Winston-Salem, North Carolina-based integrated delivery system Novant Health is notifying more than 1.36 million patients that their protected health information (PHI) may have been disclosed by a tracking tool installed on hospitals’ websites that has been collecting PHI and sending it to Facebook.
Novant appears to be the first health care organization to report a breach due to Meta Pixel (Meta is the parent company of Facebook). Meta Pixel operates in the background, gathering details about medical conditions website visitors search for—prescriptions and doctor’s appointments—and then delivers that information to Facebook. An investigation in June found Meta Pixel had been installed on one-third of top hospitals’ websites.
David Harlow, chief compliance and privacy officer at Insulet Corporation, said Novant Health’s disclosure doesn’t mean that every health system using Meta Pixel also has suffered a breach. “Each Meta Pixel configuration is likely to be a little different, and each covered entity using the pixel will have to make its own determination on how best to proceed,” he told RPP.
Still, Novant would not be reporting a breach if it didn’t one occurred, Harlow said. “While I am not privy to Novant’s thinking, I would say that covered entities are generally not at all likely to notify patients and OCR [HSS Office for Civil Rights] of a breach unless it is really a breach, given the potential negative ramifications—reputational damage, individual and class-action lawsuits leveraging the disclosure, and so on.”

* * * * * * * * *

## WHAT IS EXPECTED
Return the passage of the Novant Health breach article starting at "Winston-Salem, North Carolina-based" and ending at "it to Facebook.", copied word for word.

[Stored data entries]
* * * * * * * * *

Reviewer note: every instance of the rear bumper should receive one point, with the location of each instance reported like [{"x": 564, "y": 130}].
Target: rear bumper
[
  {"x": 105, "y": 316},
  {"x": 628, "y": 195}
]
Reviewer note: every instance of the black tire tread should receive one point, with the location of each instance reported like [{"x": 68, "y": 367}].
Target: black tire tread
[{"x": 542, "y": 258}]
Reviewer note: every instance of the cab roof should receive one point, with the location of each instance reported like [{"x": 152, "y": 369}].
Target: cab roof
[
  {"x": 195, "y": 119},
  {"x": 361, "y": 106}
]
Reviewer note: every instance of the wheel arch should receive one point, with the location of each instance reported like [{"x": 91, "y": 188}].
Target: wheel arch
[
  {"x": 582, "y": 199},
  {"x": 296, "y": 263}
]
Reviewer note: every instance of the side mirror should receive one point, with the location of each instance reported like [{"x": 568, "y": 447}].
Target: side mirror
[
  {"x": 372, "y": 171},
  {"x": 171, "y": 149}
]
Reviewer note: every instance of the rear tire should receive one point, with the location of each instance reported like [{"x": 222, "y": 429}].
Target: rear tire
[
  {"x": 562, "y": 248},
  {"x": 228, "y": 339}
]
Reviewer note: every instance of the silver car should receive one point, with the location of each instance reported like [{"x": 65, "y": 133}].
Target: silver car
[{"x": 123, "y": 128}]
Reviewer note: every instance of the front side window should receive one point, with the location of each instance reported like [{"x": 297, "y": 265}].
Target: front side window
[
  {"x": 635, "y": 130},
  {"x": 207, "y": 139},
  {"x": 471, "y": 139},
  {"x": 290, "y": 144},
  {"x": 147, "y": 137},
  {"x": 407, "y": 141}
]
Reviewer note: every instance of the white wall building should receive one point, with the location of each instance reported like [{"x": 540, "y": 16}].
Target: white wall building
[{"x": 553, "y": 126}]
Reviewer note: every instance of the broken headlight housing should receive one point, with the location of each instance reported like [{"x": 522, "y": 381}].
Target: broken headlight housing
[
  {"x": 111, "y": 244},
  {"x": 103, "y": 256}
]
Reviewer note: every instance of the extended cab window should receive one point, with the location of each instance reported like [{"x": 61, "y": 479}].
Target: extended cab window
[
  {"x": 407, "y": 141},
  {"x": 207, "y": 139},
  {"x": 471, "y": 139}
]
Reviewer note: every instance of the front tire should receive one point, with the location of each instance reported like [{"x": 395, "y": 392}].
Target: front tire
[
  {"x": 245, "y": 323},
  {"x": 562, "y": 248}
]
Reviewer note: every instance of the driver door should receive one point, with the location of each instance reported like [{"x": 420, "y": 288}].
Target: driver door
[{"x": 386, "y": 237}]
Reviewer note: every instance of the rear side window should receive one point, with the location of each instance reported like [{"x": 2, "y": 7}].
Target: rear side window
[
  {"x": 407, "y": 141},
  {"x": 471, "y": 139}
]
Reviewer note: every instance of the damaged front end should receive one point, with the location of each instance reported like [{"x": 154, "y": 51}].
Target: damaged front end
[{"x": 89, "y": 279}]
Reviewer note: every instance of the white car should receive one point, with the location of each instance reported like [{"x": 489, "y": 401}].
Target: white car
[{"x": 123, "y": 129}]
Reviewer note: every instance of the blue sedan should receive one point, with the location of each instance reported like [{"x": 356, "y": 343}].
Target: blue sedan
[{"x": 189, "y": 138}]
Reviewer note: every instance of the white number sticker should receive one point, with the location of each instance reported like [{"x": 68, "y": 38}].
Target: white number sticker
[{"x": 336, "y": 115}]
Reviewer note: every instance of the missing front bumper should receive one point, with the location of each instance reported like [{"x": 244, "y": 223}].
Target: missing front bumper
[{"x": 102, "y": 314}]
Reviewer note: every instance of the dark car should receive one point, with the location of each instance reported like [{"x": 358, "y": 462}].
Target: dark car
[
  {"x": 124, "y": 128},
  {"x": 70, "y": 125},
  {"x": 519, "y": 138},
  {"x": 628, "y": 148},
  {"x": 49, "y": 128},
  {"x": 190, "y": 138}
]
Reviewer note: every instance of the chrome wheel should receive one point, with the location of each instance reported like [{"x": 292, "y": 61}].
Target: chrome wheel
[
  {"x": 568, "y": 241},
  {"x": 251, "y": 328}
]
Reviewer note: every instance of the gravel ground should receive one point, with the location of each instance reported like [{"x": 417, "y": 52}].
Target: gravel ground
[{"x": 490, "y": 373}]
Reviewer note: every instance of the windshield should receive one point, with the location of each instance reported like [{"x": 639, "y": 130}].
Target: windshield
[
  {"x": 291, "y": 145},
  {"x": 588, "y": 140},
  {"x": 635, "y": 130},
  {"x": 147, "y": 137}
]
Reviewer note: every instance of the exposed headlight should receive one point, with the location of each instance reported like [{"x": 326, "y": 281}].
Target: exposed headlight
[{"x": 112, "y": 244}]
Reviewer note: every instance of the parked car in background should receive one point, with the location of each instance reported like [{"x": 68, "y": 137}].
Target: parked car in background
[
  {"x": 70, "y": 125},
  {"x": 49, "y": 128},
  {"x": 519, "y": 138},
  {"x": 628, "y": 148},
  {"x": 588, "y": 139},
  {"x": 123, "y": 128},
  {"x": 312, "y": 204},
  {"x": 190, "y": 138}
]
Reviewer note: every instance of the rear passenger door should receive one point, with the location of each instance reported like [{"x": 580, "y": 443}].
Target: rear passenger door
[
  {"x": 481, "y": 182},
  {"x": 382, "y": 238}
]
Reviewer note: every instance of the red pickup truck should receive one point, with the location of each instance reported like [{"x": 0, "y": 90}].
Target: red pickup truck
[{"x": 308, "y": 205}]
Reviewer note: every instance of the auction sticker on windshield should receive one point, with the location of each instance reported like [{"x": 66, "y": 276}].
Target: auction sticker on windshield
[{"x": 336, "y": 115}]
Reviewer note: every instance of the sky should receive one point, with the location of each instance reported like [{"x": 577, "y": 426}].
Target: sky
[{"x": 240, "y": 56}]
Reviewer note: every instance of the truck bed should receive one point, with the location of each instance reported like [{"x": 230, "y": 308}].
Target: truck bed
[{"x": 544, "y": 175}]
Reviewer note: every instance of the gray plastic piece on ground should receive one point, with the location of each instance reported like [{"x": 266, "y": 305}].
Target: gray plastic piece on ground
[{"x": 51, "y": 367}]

* * * * * * * * *

## ANSWER FOR THE TASK
Winston-Salem, North Carolina-based integrated delivery system Novant Health is notifying more than 1.36 million patients that their protected health information (PHI) may have been disclosed by a tracking tool installed on hospitals’ websites that has been collecting PHI and sending it to Facebook.